▶ [TASK TO COMPLETE]:
Reproduce the entries that follow, exactly and in full.
# # # #
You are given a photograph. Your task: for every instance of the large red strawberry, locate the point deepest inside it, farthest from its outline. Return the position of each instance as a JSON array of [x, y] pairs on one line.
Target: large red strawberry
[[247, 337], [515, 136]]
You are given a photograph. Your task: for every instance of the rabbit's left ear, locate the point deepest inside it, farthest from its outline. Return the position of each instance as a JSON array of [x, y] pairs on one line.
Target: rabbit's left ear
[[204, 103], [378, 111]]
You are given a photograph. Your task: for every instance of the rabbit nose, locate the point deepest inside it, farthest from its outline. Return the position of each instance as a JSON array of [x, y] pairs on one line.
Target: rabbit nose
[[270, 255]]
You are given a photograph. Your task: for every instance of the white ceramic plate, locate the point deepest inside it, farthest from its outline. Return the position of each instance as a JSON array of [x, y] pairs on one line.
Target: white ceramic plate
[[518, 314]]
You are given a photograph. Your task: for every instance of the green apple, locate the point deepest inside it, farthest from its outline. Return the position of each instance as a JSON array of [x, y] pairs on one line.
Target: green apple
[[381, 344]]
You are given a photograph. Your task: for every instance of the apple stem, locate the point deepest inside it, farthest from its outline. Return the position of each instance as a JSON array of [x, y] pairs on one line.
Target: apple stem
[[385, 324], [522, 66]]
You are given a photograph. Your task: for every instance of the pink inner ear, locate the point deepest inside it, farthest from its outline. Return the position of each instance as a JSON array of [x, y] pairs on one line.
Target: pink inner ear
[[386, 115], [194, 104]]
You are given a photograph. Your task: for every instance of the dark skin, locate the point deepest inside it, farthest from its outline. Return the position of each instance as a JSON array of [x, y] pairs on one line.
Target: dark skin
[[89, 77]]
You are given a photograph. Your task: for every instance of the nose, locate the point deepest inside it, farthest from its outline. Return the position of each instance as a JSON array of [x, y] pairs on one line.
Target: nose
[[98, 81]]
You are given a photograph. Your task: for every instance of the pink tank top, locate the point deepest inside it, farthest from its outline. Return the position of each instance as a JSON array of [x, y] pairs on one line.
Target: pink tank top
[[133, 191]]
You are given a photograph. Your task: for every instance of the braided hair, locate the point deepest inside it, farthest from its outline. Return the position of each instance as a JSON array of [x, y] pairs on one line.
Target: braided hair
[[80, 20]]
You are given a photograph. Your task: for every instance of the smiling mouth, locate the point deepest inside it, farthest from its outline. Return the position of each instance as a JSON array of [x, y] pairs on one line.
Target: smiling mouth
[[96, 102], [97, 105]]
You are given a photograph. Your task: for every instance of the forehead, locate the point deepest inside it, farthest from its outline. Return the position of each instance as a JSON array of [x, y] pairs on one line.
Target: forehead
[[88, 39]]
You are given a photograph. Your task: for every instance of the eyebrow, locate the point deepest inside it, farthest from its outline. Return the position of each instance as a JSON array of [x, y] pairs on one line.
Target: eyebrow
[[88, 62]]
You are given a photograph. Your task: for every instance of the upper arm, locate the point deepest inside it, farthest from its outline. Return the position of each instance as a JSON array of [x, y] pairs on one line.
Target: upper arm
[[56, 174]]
# # # #
▶ [WRITTEN SOLUTION]:
You are given a photograph. Your task: for every instance of the large red strawberry, locate the point deepest inside it, farthest from its outline. Return the position of each instance as a JSON array of [x, y] pairs on one line.
Target: large red strawberry
[[247, 337], [515, 136]]
You are given a photograph. Your task: for every instance of the rabbit's left ear, locate the point deepest inside it, farthest from its outline. Return the position of each instance as a JSON array of [x, y] pairs on one line.
Target: rabbit's left ear
[[204, 103], [378, 111]]
You are given a photograph. Your task: for every instance of the rabbit nose, locate the point deepest inside it, farthest from its outline. Return the position of each instance as a JSON array of [x, y] pairs on one line.
Target: rabbit nose
[[270, 255]]
You are given a photograph. Your task: for every instance of the white ceramic plate, locate the point deepest inside it, farthest from its outline. Return the position of each instance as a JSON array of [x, y] pairs on one line.
Target: white ceramic plate
[[518, 314]]
You are given a photograph. Your task: for every instance of the green apple, locate the point deepest inside it, farthest from its outline. Return the position of each instance as a JSON array of [x, y] pairs on one line.
Target: green apple
[[381, 344]]
You are given a photograph. Your task: for every instance of the apple stem, locate the point deepest inside it, farthest from its outline. Return the position of each instance as a JSON array of [x, y] pairs on one line.
Target: apple stem
[[385, 324], [522, 66]]
You are given a photograph. Your task: for every instance of the pink inner ear, locate the point deepest inside it, farthest from its outline. Return the position of each instance as a JSON array of [x, y] pairs on one line.
Target: pink inner ear
[[386, 115], [194, 104]]
You are given a photograph. Your task: for every instance of the dark skin, locate the point deepest inside it, farthest from its outline. Return the position of each instance as a JSON array of [x, y] pairs on one line.
Target: dark skin
[[89, 77]]
You are given a photograph. Your task: for every instance of the nose, locate the point deepest inside it, farthest from its outline. Return the position of each instance as a JSON array of [x, y] pairs on one line.
Target: nose
[[98, 81]]
You are given a photograph. Your task: for every instance of the pink tank top, locate the point deepest inside it, farthest from its outline. Return the position of each instance as a JSON array of [x, y] pairs on one line.
Target: pink tank top
[[133, 191]]
You are given a photograph. Your task: for every instance of the braided hair, locate the point deepest inside it, farthest from its outline. Return the position of each instance as a JSON array of [x, y] pairs on one line.
Target: braided hair
[[80, 20]]
You are given a photograph. Your task: for every instance of the smiling mouth, locate the point deepest inside it, farthest from its outline. Return the position of each instance as a JSON array of [x, y] pairs on one line.
Target: smiling mouth
[[96, 102], [97, 105]]
You are given a photograph. Your task: for every instance of the forehead, locate the point deepest inside it, farthest from its outline. Return the position of each instance as a JSON array of [x, y] pairs on one line.
Target: forehead
[[88, 39]]
You are given a photograph. Your task: for every instance of the eyebrow, locate the point deepest inside it, farthest from its outline. Return the position of each instance as a JSON array of [x, y] pairs on one line.
Target: eyebrow
[[88, 62]]
You are given a photograph. Your task: for every instance of the upper arm, locate the point deepest inside it, farthest from its outline. Return the position of each instance as a JSON array of [x, y] pairs on one line.
Target: upper arm
[[56, 174]]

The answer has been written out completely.